### Your instructions
Return every line of the records below that contains the word "balcony", copied unchanged.

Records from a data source
*-*-*

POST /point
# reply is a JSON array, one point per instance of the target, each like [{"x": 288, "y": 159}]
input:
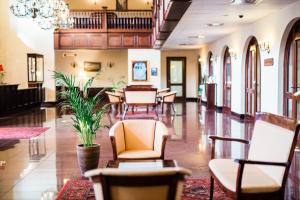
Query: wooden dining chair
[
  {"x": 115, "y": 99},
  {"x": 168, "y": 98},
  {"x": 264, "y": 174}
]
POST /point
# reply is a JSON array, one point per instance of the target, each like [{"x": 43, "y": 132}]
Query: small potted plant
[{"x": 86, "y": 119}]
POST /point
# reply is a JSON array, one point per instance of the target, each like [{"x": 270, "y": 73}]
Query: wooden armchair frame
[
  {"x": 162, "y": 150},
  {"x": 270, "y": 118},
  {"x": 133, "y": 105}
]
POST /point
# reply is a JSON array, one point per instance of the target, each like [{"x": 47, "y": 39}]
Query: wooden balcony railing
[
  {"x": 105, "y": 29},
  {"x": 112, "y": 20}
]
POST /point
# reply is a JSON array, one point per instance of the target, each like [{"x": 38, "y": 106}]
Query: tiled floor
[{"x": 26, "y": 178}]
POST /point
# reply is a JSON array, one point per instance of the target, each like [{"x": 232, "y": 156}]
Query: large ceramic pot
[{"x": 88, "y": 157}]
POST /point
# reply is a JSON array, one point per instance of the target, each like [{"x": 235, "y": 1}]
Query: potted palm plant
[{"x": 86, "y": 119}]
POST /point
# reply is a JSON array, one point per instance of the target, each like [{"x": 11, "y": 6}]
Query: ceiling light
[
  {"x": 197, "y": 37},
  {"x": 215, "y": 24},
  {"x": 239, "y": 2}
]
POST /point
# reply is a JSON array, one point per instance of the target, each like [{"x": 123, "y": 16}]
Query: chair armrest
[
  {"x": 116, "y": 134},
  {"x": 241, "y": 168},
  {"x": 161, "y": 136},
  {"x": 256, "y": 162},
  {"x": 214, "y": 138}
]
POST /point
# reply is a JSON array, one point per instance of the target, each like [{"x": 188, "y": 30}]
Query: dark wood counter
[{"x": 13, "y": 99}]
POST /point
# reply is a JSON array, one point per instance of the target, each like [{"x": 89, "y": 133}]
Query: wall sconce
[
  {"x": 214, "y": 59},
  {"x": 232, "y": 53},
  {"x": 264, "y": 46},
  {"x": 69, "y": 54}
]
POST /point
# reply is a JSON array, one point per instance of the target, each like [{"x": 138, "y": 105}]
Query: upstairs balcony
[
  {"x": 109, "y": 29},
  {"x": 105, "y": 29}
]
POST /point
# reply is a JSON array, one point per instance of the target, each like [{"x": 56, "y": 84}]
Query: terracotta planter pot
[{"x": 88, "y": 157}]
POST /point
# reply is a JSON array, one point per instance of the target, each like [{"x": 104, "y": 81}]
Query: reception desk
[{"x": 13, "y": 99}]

*-*-*

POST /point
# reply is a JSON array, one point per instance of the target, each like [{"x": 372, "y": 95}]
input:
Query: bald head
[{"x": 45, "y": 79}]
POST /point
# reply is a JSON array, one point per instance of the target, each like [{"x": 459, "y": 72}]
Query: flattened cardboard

*-*-*

### Task result
Query: wooden balcony railing
Query: upstairs balcony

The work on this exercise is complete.